▶ _EXERCISE INSTRUCTIONS_
Write the material out again exactly as it stands.

[Start of DATA SHOWN]

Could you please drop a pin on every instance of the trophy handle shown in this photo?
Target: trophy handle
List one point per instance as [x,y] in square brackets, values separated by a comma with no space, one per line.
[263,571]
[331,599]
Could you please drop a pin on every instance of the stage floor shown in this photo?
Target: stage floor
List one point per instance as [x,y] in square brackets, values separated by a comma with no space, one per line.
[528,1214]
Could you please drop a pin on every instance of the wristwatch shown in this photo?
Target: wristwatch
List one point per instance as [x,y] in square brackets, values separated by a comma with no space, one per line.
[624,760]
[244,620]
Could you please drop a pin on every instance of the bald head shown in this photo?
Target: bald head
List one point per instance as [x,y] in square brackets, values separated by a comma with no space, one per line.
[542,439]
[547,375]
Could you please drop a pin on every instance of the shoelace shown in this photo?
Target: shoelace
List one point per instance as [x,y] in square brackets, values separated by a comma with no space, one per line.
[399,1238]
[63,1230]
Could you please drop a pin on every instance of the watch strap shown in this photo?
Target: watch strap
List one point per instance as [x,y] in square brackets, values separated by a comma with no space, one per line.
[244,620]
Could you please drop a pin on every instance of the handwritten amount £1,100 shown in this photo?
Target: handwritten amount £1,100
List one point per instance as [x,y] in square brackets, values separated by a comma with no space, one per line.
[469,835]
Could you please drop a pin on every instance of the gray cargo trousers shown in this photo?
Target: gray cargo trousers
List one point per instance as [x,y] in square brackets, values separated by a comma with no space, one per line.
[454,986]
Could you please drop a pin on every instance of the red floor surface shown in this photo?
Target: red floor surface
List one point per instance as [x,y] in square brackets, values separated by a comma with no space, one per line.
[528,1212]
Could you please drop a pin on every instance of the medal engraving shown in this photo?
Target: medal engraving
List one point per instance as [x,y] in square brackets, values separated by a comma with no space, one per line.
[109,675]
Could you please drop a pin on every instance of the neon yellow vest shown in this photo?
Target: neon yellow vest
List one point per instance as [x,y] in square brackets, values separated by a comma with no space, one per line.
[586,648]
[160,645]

[End of DATA SHOWN]

▶ _REPLY_
Could you please drop a pin on every instance of the trophy handle shown in this photo?
Target: trophy handle
List one point per instance as [x,y] in square brackets, values separated by a comma with no space, one per line.
[263,571]
[331,599]
Could you please drop a pin on every instance of the stage floor shown in this photo?
Target: stage floor
List one point per instance as [x,y] in square brackets, values separated by a comma with no space, one per line.
[528,1214]
Could you please drop a pin on every instance of the wristwatch shown in this photo?
Target: wristwatch
List one point per instance as [x,y] in square brackets, values separated by a comma with no space, one per line.
[624,760]
[244,620]
Could you please drop a pin on every instance of the bald head shown in this photo?
Target: bald head
List one point per instance as [x,y] in square brackets, values separated by a comma with no space, one per line.
[542,439]
[547,375]
Could you please drop a pin on every instance of the shoelace shown in this photo?
Target: shoelace
List one point per instance as [x,y] in square brackets, values separated by a comma with no space, one per line.
[399,1238]
[63,1230]
Could you please drop a pin on every instance of the watch strap shown in this photo?
Target: watch strap
List one point per instance as [x,y] in square brackets, values separated by a comma with no space, one per line.
[244,620]
Could you please drop a pin on every instance of the handwritten amount £1,100 shown in this photo?
Target: handwritten amount £1,100
List one point per instance as [x,y] in square brackets, values separated by a comma with no space, one per line.
[469,835]
Could you please drop a pin on every instance of the gray cargo trousers shown in this photo?
Target: gray cargo trousers
List one point per instance as [x,y] in square brackets, values separated by a comma with no space, one per line.
[454,986]
Could you please drop a pin on every instance of the red floor surface shown in this photo?
Target: red floor surface
List one point per instance as [x,y] in square brackets, values separated by a comma with no space, one per line.
[528,1212]
Could you please drop a pin on every instance of the medal engraving shown in this photo?
Target: medal engraving
List one point per instance as [x,y] in square brackets, values separated by a comma with no space, one per line.
[109,675]
Could you please drop a pin on every instance of the neon yellow vest shown in this photo?
Target: neon yellow vest
List one point per instance as [x,y] in square brackets, values separated by a comma with no space, one per line.
[586,648]
[160,645]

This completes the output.